• [MATERIAL FOR THIS EXERCISE]

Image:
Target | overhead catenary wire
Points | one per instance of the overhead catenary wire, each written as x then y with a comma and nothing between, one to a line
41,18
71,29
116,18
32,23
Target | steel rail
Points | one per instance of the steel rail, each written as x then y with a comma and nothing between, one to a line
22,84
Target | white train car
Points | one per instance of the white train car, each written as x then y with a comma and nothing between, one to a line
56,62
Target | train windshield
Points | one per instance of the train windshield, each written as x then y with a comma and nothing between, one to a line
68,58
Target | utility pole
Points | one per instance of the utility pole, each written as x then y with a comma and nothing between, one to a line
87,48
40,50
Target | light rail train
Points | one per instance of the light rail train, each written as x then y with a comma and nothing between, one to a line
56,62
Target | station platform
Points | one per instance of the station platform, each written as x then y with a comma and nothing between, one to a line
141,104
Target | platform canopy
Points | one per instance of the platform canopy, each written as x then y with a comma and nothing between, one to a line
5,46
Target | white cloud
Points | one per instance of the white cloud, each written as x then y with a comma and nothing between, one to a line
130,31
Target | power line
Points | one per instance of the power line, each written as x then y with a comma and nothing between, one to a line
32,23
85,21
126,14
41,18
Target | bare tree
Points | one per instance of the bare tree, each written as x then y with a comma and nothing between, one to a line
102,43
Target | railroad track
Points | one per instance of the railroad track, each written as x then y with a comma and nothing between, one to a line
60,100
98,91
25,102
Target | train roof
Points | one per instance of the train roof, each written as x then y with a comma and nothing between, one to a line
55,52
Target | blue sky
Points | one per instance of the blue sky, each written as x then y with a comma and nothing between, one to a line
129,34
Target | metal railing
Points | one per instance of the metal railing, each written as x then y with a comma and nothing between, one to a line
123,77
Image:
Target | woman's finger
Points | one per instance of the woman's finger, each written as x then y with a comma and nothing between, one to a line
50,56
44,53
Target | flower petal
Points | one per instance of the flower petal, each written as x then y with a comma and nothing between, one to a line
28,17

• [PROBLEM] All of the lines above need to be given again exactly.

• [SOLUTION]
Image:
Target | overhead catenary wire
Points | one per instance of the overhead catenary wire, each written as x then y with a comma and nothing between, one to a line
41,18
71,29
116,18
32,23
Target | steel rail
Points | one per instance of the steel rail, each written as x then y with a comma and nothing between, one to a line
22,84
Target | white train car
Points | one per instance of the white train car, each written as x then y with a comma and nothing between, one to a line
56,62
Target | train windshield
Points | one per instance of the train windshield, each written as x then y with a comma and nothing between, one to a line
68,58
Target | utility pole
Points | one per instance of the utility pole, each written as x then y with a comma and nothing between, one to a line
87,48
40,50
Target | light rail train
Points | one per instance of the light rail train, each written as x then y with a comma and nothing between, one to a line
56,62
Target | station platform
Points | one per instance of the station platform, each written as x then y with a comma and nothing between, one to a line
141,104
Target | platform canopy
Points | one per instance of the platform canopy, each written as x then y with a comma and nothing between, one to a line
5,46
Target | white cloud
Points | one per instance of the white cloud, each written as x then y with a comma and nothing between, one to a line
130,31
Target | power line
Points | one per instance of the power line, each written as x then y with a comma and nothing between, one to a line
32,23
85,21
126,14
41,18
Target | bare tree
Points | one per instance of the bare tree, each written as x then y with a comma and nothing between, one to a line
102,43
Target | railroad track
Points | one per instance of the railroad track, each written as x then y with a comma and nothing between, one to a line
60,100
98,91
25,102
Target | train roof
Points | one per instance of the train roof, each written as x then y with a comma and nothing between, one to a line
55,52
Target | blue sky
Points | one per instance of the blue sky, each written as x then y with a comma and nothing between, one to a line
129,34
Target | metal railing
Points | one per instance of the metal railing, each written as x then y with a comma and nothing between, one to a line
123,77
Image:
Target | woman's finger
Points | one per instance of the woman's finger, each written as x then y with a comma and nothing between, one to a line
50,56
44,53
Target | flower petal
Points | one per instance of the flower petal, each written as x then y with a comma and nothing between, one to a line
28,17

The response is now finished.